━━ DATA ROWS ━━
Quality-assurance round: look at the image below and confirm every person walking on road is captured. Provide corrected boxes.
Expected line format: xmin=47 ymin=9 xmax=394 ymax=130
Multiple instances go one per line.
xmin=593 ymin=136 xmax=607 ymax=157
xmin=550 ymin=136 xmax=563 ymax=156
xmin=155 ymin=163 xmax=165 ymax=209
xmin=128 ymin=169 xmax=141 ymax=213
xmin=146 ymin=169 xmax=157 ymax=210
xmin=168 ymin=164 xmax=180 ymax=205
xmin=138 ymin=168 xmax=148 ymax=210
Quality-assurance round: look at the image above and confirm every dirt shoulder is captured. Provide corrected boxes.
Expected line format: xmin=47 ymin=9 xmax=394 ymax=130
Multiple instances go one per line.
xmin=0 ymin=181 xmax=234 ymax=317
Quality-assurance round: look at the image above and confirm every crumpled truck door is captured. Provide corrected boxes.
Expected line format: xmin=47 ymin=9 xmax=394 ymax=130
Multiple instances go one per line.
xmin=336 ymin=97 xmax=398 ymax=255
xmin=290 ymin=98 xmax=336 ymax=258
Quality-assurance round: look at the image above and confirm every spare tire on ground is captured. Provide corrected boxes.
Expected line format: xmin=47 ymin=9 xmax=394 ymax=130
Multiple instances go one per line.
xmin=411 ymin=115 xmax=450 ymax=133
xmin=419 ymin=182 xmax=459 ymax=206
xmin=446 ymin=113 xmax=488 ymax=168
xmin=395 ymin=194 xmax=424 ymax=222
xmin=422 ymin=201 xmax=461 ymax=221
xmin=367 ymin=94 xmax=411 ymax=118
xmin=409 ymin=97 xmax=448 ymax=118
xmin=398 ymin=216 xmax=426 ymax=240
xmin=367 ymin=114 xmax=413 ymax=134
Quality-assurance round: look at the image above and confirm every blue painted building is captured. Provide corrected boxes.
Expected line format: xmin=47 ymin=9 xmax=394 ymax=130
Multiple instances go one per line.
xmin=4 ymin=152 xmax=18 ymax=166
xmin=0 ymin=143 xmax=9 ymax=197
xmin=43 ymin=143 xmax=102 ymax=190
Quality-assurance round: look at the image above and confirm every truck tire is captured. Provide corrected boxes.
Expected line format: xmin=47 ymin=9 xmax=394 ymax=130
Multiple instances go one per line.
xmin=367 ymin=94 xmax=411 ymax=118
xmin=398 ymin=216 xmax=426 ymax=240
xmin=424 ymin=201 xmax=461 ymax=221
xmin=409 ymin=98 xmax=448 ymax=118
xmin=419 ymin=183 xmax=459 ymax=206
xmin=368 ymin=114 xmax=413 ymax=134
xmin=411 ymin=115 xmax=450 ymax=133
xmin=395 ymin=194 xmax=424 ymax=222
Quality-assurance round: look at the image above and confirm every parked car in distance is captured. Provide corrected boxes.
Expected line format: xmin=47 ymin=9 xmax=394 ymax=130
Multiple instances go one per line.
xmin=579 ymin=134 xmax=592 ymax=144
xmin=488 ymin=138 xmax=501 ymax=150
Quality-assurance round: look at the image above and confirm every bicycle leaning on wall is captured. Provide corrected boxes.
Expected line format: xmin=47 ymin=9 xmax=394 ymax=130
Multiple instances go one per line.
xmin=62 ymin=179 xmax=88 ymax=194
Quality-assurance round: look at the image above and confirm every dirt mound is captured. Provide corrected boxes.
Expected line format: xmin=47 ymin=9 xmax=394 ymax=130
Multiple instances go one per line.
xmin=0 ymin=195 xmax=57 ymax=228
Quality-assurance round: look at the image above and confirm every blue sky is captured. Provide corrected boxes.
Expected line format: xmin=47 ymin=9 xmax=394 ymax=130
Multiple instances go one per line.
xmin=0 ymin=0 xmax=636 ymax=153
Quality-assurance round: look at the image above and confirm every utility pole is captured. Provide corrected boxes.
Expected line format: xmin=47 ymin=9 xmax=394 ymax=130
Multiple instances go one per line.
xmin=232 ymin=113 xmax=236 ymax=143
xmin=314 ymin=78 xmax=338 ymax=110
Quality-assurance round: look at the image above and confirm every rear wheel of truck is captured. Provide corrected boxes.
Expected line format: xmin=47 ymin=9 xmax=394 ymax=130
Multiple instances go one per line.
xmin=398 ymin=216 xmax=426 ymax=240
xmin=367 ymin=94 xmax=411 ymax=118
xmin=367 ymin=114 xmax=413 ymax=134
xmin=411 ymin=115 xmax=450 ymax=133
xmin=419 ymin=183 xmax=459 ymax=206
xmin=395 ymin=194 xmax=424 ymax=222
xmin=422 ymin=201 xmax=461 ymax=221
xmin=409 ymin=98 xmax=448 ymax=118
━━━
#### PROBLEM TO WORK ON:
Return verbatim the lines of the rows starting with the line that contains "mound is captured. Provide corrected boxes." and continuing through the line that contains "xmin=0 ymin=195 xmax=57 ymax=228". Include both of those lines.

#### ANSWER FOR THE TASK:
Quality-assurance round: look at the image above and confirm every dirt mound is captured. Provide corrected boxes.
Expected line format: xmin=47 ymin=9 xmax=394 ymax=130
Multiple instances go one per line.
xmin=0 ymin=195 xmax=57 ymax=228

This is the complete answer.